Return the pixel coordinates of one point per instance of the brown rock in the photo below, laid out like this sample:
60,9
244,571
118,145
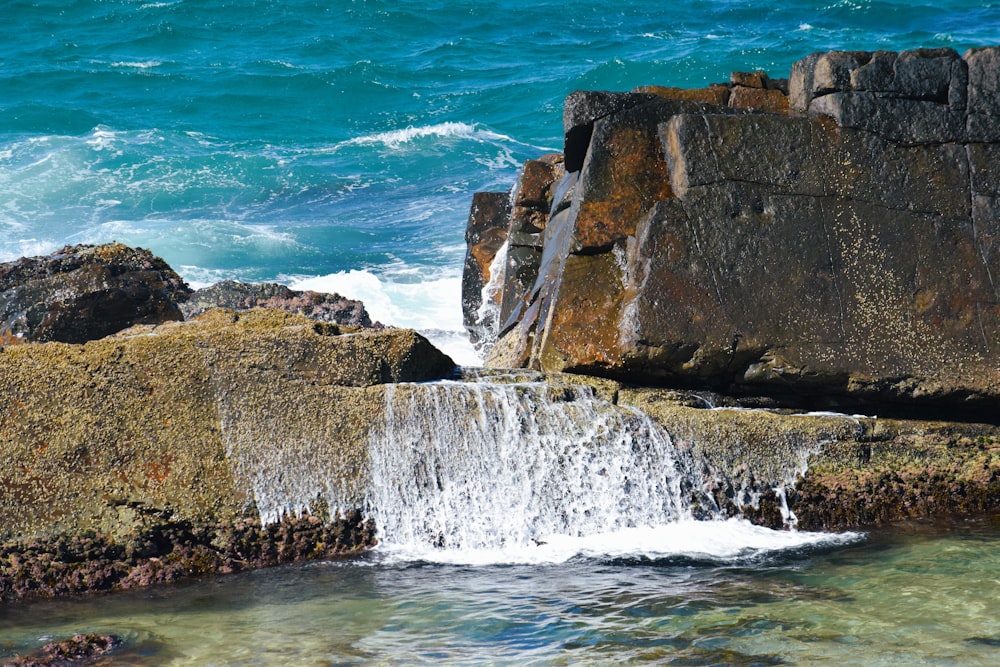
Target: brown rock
848,255
82,293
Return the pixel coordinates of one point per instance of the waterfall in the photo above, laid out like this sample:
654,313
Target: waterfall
499,466
488,315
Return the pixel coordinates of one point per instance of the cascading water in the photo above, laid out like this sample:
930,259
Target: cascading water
493,466
488,315
482,472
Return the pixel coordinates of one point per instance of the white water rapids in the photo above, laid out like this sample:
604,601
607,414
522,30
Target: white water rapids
488,473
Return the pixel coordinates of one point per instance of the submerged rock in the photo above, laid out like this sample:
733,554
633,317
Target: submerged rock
844,250
84,292
80,649
161,442
245,296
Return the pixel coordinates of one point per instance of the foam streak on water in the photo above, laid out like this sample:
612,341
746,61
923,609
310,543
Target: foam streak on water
480,473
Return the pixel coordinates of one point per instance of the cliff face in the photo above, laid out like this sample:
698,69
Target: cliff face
839,244
173,450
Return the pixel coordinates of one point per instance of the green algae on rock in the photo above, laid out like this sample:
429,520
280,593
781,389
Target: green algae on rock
190,424
85,292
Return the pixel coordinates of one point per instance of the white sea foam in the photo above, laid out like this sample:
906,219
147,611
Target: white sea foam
135,64
432,307
396,138
721,541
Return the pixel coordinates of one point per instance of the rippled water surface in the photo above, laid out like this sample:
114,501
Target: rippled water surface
916,594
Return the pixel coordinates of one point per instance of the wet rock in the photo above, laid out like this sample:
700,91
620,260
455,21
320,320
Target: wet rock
162,550
845,252
485,233
244,296
197,421
828,471
81,649
82,293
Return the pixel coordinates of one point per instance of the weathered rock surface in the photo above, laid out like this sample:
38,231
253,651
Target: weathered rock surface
245,296
78,650
835,472
190,428
82,293
843,252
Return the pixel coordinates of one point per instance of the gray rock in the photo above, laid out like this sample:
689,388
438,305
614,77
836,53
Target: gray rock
244,296
84,292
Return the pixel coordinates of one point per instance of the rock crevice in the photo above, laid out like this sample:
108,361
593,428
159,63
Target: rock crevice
840,249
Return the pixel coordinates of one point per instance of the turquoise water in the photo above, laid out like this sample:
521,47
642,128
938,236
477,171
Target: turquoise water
915,595
305,140
336,145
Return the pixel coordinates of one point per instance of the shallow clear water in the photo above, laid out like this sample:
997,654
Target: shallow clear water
914,594
340,142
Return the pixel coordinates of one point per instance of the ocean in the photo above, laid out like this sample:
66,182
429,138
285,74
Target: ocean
335,146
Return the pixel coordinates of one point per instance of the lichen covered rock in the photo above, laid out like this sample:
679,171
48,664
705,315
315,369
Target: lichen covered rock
82,293
840,247
245,296
197,425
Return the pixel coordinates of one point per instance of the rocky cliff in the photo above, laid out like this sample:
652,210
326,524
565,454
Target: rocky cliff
832,239
170,450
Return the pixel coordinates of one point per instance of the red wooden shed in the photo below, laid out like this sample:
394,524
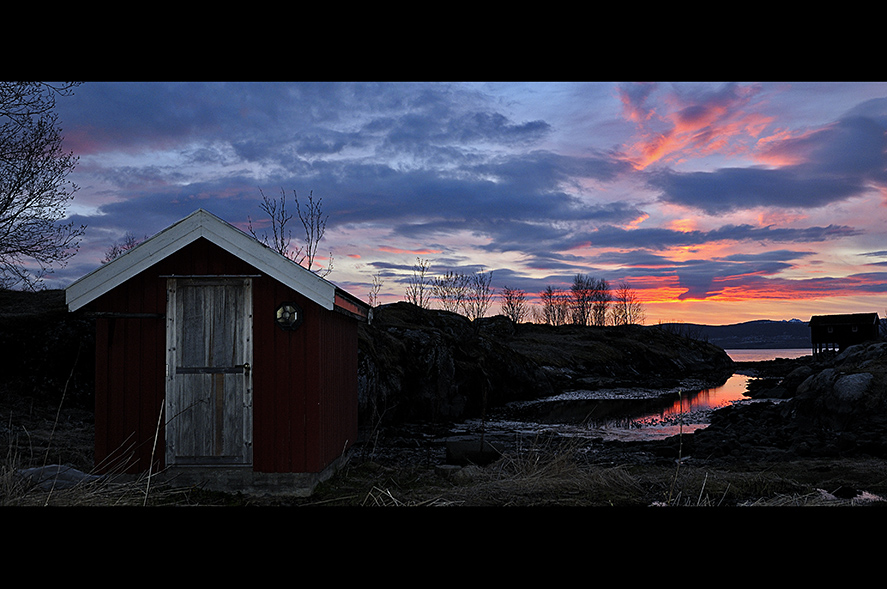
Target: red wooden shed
220,361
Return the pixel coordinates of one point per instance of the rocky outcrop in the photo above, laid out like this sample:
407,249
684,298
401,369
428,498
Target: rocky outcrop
431,365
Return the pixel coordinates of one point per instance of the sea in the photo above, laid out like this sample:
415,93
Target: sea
629,419
760,355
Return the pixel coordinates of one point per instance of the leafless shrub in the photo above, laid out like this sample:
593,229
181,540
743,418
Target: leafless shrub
450,290
514,304
313,224
418,284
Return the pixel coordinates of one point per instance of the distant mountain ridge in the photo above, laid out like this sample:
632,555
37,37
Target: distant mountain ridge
760,334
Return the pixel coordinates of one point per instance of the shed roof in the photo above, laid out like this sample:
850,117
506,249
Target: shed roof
203,224
848,319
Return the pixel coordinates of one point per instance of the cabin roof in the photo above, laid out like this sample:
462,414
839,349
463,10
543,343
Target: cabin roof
202,224
848,319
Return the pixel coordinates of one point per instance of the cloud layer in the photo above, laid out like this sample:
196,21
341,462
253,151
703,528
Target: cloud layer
717,192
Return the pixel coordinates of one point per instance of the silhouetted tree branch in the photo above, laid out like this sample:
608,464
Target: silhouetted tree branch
34,191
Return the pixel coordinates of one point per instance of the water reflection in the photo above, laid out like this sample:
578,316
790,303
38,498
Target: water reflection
690,403
688,409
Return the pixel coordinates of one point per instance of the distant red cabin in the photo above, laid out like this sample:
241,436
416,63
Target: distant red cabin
831,333
220,361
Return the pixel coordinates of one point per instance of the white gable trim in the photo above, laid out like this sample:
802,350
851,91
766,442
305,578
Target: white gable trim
200,224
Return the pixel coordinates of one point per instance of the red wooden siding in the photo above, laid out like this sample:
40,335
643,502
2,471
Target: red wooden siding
304,381
301,380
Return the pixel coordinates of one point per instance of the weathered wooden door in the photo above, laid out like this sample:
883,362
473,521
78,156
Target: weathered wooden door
209,385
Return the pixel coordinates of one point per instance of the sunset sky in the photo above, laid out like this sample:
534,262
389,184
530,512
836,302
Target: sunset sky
717,202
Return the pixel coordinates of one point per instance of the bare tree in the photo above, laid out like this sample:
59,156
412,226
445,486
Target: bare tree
34,191
627,307
417,284
478,296
555,306
514,304
313,223
601,298
118,248
451,290
582,292
375,290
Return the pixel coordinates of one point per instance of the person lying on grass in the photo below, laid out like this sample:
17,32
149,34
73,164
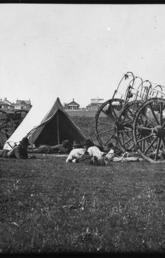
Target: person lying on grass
63,148
76,155
19,151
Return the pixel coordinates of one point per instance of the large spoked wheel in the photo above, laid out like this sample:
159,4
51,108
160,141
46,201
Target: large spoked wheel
7,127
105,119
125,126
149,130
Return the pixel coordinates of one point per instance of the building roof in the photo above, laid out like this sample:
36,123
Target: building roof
73,103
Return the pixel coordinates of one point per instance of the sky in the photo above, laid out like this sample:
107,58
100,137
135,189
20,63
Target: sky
78,51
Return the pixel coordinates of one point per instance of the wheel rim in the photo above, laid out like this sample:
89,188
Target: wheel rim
7,127
125,126
149,130
105,118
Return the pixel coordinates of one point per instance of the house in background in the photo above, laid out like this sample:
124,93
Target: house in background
5,104
22,105
73,105
95,103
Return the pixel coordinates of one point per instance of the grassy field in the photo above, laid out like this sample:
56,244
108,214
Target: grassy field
50,206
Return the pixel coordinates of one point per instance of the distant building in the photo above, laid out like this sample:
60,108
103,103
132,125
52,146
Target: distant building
95,103
6,104
22,105
73,105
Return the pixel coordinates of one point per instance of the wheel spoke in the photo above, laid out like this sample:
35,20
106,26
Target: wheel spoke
153,113
105,131
161,113
157,149
128,141
151,144
144,138
163,142
109,140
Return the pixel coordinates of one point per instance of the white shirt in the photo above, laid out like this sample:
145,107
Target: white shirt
110,154
75,154
94,151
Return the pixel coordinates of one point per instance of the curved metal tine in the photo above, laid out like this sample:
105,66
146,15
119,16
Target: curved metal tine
109,140
161,113
154,114
122,136
144,138
125,77
128,141
157,149
151,144
163,140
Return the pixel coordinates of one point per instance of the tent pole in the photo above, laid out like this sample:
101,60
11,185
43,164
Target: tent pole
58,129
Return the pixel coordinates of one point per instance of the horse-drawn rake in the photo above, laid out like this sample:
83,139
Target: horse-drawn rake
135,118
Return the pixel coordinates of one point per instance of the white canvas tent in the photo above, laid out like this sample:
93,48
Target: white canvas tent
46,128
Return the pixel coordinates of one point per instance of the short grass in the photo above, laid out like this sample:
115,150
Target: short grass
50,206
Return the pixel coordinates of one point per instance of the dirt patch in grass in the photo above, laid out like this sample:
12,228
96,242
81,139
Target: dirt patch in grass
50,206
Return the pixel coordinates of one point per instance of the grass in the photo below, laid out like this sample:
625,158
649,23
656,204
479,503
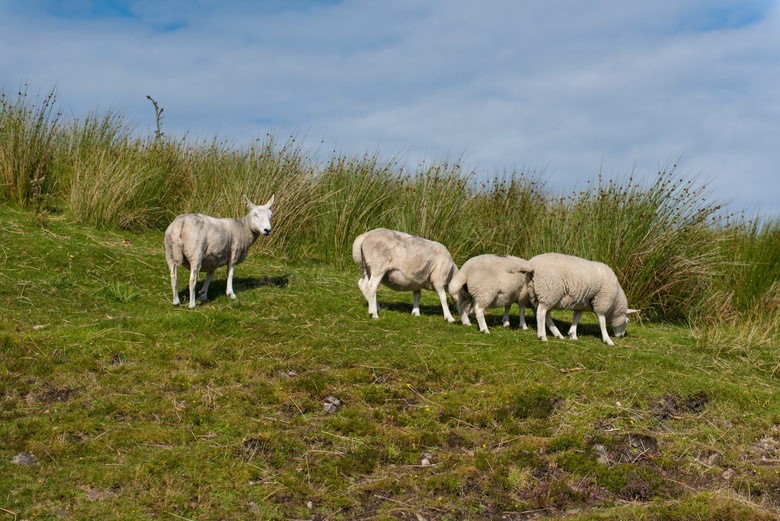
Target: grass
137,409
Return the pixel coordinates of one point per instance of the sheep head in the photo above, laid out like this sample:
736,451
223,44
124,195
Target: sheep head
260,216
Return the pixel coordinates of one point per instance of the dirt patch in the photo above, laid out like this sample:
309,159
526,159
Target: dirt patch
672,405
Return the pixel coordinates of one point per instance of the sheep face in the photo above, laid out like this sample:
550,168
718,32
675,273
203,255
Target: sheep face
260,216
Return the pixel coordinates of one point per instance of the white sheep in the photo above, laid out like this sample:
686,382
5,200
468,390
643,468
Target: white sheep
484,282
558,281
200,242
402,262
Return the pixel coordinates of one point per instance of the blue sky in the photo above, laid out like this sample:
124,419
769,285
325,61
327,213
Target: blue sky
560,86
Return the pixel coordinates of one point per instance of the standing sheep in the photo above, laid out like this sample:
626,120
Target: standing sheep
402,262
200,242
557,281
485,282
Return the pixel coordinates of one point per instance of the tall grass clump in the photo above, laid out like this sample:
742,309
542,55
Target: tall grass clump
744,305
657,237
504,212
354,195
432,202
28,141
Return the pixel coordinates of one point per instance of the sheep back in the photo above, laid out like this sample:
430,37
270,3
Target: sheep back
566,282
488,281
193,238
410,263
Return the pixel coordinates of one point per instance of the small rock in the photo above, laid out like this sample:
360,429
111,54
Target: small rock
332,404
25,460
601,454
426,461
711,459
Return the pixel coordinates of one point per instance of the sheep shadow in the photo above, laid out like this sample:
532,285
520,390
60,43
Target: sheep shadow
218,287
406,308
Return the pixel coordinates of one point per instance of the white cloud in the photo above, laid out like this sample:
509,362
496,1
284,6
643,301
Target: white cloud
565,85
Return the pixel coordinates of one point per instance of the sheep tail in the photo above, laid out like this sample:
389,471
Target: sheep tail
456,283
520,266
357,249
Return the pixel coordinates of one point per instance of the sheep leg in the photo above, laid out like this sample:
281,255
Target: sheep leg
506,315
204,291
574,321
229,290
522,324
444,306
543,317
463,309
479,311
603,326
369,285
416,305
174,280
193,281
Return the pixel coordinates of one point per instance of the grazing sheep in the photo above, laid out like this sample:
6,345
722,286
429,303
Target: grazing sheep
402,262
557,281
484,282
200,242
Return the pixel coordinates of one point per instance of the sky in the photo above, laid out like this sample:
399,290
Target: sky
565,88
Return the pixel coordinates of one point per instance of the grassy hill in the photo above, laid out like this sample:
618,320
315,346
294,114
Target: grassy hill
130,408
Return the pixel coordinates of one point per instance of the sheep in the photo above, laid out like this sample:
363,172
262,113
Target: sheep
558,281
484,282
402,262
200,242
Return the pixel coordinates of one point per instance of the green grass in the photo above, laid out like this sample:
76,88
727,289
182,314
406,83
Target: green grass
136,409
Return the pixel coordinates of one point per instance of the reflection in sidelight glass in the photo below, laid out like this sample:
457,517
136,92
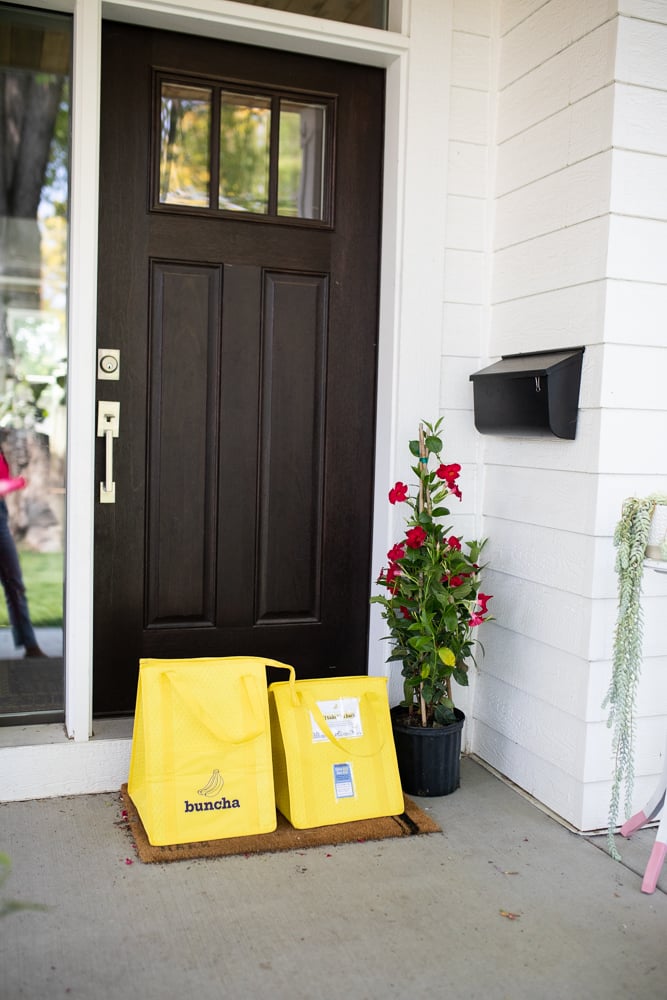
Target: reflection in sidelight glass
185,145
301,160
245,140
34,138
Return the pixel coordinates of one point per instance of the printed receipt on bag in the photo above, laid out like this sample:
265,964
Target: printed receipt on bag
343,718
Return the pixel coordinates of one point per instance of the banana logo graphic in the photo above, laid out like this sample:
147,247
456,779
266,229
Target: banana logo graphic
213,786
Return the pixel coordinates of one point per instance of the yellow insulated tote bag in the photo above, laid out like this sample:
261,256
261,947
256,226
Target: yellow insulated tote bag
200,767
334,758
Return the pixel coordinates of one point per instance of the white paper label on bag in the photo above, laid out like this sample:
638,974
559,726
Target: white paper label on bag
342,716
343,784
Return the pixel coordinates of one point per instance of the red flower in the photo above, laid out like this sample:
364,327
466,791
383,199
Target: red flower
415,537
483,601
450,473
398,493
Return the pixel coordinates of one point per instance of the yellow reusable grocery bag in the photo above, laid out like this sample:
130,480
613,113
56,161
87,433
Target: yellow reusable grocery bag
334,758
200,767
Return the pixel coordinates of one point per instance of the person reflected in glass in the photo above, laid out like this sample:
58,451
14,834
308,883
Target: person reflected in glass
10,570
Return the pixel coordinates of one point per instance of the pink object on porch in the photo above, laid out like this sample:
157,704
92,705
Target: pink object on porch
649,812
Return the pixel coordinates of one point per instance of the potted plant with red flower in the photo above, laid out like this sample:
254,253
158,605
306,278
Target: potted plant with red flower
433,604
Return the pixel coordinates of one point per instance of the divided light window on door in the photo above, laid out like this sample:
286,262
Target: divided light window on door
370,13
35,57
266,156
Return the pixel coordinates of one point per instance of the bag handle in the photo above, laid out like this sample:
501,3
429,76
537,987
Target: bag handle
252,698
302,699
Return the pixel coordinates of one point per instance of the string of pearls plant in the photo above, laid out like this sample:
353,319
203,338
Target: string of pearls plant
630,538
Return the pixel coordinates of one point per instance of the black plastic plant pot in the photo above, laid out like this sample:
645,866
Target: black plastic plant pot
429,760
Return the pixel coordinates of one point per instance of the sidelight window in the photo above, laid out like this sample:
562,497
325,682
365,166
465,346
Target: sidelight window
35,57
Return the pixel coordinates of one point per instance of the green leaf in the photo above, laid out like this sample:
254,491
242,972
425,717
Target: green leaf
461,677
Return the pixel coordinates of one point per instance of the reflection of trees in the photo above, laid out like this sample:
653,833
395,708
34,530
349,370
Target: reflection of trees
34,127
29,105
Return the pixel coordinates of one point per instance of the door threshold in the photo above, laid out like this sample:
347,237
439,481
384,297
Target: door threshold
39,735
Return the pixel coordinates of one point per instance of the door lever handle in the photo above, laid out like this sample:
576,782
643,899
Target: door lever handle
108,423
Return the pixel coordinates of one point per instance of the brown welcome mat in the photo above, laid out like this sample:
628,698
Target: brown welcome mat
412,822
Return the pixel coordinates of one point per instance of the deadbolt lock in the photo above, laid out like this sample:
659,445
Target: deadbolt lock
108,363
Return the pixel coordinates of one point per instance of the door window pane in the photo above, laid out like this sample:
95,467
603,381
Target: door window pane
370,13
301,160
185,145
245,143
34,139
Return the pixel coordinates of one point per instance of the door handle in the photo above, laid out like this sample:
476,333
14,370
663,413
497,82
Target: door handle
108,421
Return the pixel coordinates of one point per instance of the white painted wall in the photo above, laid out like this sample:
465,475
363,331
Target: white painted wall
578,258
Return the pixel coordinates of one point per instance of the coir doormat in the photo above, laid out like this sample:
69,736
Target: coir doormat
412,822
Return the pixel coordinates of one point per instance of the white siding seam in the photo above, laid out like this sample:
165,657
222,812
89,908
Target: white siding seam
571,104
559,229
558,52
559,288
559,170
523,20
539,524
646,218
648,87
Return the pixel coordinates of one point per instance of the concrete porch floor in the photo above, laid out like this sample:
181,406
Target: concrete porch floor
411,918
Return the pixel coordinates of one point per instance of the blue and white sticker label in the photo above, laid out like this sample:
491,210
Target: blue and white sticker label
342,716
343,783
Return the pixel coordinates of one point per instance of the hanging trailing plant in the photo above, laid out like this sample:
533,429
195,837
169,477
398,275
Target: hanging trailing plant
630,538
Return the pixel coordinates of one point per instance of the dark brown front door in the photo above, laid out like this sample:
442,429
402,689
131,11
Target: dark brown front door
243,467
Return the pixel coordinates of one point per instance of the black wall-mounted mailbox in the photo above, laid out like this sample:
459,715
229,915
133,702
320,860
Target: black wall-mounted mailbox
529,394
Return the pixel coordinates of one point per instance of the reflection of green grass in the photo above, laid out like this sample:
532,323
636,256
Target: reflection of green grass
43,578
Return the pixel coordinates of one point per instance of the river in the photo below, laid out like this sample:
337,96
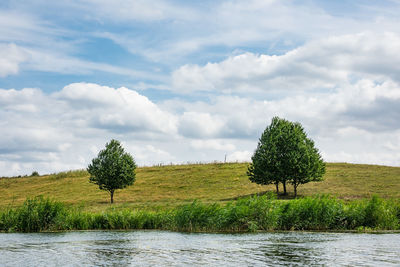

■ ■ ■

> **ACTIVITY**
Go through the material and copy each line that contains "below".

> **EXERCISE ANSWER**
Return the pixel coordinates of one point per instance of the brown rock in the photo below, laid out like this sample:
Return the pixel coordinates of one point per instance of the red wooden shed in the photo below, laid out like this sample:
Return the pixel coordinates of one point per instance of the person lying on grass in the photo below, laid out like this sample:
Return the pixel coordinates of one point per instance of the grass in the photo below, laid out like this sample:
Return the pixel coordinates of one point per instance of the reflection in sidelight glass in the photo below, laid out like this sample:
Return the pixel coordinates of one point per instance of the river in the photo below, laid out like this sample:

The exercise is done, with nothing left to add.